INPUT FOR THIS TASK =>
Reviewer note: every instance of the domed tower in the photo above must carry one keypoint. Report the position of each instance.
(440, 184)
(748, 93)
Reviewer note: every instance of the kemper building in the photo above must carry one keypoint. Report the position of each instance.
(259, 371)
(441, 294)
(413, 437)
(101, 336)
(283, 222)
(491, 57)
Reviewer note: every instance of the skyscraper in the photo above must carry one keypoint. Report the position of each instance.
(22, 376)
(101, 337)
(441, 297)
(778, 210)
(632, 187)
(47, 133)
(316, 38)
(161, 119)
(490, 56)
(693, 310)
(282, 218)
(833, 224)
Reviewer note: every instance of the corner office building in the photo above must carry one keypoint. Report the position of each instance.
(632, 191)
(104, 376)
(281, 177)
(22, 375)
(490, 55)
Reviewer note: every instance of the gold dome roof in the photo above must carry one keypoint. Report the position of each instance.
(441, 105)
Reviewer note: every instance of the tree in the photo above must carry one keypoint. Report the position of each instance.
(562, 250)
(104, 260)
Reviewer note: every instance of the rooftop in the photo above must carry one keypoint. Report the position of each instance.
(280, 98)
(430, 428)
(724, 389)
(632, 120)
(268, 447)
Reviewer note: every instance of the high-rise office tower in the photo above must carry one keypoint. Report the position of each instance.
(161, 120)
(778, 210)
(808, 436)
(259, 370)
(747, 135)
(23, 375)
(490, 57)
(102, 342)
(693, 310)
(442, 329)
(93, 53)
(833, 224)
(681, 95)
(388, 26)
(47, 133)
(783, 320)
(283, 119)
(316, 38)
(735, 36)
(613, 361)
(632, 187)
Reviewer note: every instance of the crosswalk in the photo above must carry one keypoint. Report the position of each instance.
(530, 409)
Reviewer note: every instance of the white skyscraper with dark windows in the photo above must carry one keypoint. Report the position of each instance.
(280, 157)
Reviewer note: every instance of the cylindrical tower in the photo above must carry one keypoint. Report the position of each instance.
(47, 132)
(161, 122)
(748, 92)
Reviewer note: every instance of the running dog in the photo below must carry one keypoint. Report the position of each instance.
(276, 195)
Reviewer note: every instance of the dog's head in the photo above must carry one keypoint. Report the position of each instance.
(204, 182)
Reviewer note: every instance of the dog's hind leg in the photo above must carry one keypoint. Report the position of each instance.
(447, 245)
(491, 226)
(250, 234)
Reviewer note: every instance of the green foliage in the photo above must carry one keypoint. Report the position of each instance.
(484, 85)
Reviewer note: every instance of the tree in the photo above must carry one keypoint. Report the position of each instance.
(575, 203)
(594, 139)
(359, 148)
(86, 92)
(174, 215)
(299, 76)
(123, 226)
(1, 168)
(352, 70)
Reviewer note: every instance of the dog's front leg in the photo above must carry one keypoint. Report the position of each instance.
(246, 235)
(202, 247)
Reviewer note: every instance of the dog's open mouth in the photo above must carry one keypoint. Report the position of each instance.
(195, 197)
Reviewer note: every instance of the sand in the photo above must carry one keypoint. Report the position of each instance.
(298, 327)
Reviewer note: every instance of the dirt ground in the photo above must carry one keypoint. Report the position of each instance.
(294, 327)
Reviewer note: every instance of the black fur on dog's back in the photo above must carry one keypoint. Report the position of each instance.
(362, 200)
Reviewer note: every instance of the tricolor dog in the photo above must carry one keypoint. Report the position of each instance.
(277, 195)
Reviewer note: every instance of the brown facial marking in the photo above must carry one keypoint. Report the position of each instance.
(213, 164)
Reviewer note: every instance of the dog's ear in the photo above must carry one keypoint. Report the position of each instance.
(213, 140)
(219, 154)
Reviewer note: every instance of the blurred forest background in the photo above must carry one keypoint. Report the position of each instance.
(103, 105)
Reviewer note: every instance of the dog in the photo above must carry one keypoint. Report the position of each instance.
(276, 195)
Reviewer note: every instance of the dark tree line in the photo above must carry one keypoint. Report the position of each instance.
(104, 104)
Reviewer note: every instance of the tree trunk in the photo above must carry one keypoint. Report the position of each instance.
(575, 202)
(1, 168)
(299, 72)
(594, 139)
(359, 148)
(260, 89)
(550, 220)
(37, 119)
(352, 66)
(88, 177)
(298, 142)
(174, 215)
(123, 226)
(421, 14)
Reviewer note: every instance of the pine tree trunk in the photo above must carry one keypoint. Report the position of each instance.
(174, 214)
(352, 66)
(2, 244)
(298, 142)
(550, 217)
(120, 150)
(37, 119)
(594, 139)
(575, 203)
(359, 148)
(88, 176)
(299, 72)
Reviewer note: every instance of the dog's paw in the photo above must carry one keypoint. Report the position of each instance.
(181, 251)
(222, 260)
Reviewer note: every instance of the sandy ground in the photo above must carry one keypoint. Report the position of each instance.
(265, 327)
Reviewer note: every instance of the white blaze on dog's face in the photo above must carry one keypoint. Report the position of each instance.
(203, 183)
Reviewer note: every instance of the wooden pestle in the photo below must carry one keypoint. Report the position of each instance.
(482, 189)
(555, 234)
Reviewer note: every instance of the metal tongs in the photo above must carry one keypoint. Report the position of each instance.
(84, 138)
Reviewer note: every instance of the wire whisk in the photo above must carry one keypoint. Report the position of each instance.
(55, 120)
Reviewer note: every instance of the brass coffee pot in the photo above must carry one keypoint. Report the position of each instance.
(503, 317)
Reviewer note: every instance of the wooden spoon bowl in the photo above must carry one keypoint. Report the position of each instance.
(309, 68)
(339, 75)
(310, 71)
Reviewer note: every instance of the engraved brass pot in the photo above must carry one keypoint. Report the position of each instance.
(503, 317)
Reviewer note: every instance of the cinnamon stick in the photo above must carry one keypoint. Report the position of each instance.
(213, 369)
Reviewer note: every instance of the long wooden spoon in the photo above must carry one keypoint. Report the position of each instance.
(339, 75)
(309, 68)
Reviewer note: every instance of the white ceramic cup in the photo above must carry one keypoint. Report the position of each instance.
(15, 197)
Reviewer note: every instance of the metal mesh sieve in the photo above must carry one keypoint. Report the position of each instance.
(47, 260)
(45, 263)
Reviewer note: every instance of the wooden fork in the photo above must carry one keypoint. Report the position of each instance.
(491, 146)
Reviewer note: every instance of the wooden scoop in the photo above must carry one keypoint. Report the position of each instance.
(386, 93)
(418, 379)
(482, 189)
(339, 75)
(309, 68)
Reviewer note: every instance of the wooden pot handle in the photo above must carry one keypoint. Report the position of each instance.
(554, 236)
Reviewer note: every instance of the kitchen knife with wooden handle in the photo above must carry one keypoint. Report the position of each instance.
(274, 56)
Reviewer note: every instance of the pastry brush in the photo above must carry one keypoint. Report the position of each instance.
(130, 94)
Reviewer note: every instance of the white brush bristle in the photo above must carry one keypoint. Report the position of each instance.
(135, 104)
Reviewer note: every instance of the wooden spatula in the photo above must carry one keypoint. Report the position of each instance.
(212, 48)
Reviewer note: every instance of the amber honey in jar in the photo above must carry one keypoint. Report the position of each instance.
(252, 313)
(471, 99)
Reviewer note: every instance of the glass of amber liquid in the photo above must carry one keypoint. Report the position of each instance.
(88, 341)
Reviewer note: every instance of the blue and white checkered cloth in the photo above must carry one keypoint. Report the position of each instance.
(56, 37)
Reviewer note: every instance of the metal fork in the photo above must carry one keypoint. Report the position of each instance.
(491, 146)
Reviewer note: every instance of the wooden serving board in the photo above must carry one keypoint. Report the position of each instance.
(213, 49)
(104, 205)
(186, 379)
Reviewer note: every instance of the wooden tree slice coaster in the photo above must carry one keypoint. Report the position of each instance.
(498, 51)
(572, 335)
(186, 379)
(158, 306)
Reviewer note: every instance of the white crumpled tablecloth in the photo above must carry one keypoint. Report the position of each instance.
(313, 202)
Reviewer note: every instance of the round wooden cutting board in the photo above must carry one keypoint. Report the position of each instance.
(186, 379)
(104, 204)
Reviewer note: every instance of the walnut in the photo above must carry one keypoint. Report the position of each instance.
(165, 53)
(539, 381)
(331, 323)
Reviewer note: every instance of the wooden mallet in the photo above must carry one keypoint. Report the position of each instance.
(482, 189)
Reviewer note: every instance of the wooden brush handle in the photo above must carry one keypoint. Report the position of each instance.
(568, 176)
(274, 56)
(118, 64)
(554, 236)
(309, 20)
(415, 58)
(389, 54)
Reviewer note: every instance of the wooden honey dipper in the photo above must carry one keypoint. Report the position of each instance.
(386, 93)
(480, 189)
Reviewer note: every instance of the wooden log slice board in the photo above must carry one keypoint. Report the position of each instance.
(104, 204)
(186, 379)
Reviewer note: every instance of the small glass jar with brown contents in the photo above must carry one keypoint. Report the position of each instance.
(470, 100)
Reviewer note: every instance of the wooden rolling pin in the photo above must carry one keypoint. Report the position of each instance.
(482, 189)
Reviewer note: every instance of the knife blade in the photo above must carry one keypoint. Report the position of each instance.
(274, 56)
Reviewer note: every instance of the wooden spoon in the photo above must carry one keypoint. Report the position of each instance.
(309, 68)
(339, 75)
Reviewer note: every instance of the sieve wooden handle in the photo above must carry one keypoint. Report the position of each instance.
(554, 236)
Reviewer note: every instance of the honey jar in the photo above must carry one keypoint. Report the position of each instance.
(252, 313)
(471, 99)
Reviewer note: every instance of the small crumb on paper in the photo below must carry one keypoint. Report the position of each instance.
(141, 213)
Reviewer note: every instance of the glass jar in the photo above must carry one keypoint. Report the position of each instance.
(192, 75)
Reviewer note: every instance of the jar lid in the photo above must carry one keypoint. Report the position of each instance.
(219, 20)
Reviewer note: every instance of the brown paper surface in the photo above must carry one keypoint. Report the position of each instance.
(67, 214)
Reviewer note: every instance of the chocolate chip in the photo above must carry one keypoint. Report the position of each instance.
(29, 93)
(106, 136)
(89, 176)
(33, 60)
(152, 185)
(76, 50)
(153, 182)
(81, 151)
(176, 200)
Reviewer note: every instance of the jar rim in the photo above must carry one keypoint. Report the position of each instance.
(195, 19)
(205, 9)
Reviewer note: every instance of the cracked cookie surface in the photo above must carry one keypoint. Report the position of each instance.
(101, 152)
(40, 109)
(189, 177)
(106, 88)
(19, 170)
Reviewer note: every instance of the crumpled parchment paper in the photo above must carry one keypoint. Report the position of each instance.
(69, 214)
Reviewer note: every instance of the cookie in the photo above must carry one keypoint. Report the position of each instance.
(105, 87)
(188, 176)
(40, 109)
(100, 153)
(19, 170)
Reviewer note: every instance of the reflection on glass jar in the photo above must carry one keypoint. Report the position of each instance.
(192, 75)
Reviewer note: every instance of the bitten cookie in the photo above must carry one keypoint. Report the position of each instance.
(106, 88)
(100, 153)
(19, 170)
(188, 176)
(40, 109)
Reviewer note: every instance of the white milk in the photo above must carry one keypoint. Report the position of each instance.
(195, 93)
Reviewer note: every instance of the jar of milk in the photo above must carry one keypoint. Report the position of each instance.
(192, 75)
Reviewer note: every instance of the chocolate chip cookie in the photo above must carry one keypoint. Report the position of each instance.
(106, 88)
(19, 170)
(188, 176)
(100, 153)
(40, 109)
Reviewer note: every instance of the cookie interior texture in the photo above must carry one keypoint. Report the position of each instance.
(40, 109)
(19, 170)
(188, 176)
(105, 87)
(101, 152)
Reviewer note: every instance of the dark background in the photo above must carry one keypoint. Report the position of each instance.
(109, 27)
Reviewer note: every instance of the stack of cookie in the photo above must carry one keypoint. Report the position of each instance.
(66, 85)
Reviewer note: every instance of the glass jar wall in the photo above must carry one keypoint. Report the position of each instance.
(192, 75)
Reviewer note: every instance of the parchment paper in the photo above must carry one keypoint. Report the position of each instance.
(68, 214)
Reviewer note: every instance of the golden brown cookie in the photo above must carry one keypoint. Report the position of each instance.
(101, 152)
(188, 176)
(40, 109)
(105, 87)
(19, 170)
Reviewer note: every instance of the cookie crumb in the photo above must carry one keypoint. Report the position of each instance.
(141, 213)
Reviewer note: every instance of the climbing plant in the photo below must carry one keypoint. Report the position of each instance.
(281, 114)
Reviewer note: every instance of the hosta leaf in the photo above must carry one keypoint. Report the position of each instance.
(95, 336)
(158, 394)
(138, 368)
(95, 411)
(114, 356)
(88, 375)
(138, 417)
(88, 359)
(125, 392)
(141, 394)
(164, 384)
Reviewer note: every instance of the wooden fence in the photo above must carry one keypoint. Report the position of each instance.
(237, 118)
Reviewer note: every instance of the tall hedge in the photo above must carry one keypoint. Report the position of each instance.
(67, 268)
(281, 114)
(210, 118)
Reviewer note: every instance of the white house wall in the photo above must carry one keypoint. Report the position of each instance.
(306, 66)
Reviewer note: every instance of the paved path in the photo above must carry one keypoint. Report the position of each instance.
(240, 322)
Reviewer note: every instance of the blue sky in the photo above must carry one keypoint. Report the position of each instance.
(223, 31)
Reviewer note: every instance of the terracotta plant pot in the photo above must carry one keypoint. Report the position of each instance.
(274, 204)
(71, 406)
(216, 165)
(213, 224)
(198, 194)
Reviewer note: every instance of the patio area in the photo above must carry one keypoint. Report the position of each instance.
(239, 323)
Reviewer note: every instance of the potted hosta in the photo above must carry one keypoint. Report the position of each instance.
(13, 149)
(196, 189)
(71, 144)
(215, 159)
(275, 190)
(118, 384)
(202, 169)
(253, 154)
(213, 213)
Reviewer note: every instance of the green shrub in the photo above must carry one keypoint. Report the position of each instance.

PROBLEM => The required output is the exact sequence of lines from the one containing "Reviewer note: every instance of the wooden fence" through the end of the listing, both endpoints included.

WRITTEN RESPONSE =>
Reviewer note: every instance of the wooden fence in the photo above must carry one keypoint. Report the position of each instance.
(237, 118)
Reviewer note: every instance of the tall hedge in the photo above must carry one keypoint. Report the position of each instance.
(67, 268)
(281, 114)
(210, 118)
Reviewer note: every instance of the white house wall in the photo above must carry one keypoint. Report the position of each instance.
(306, 66)
Reviewer note: every instance of the paved path in the photo above must carry one keypoint. Report the position of each instance.
(240, 322)
Reviewer note: every instance of the blue sky in the photo above must carry one keypoint. Report the position of each instance.
(223, 31)
Reviewer note: every instance of the terracotta plant pot in the photo above must carry one keypoint. Report the position of each instance.
(274, 204)
(71, 406)
(216, 165)
(213, 224)
(198, 194)
Reviewer note: every instance of the patio area in the photo above must carry one keypoint. Report the position of each instance.
(239, 323)
Reviewer note: every instance of the potted hosta in the photo above must carry one keypoint. Report the position of each instance.
(13, 149)
(196, 189)
(71, 144)
(215, 159)
(275, 190)
(118, 384)
(202, 169)
(253, 154)
(213, 213)
Reviewer note: every instance of the green shrub in the photo above must carry one keypoint. Report the position of each instance.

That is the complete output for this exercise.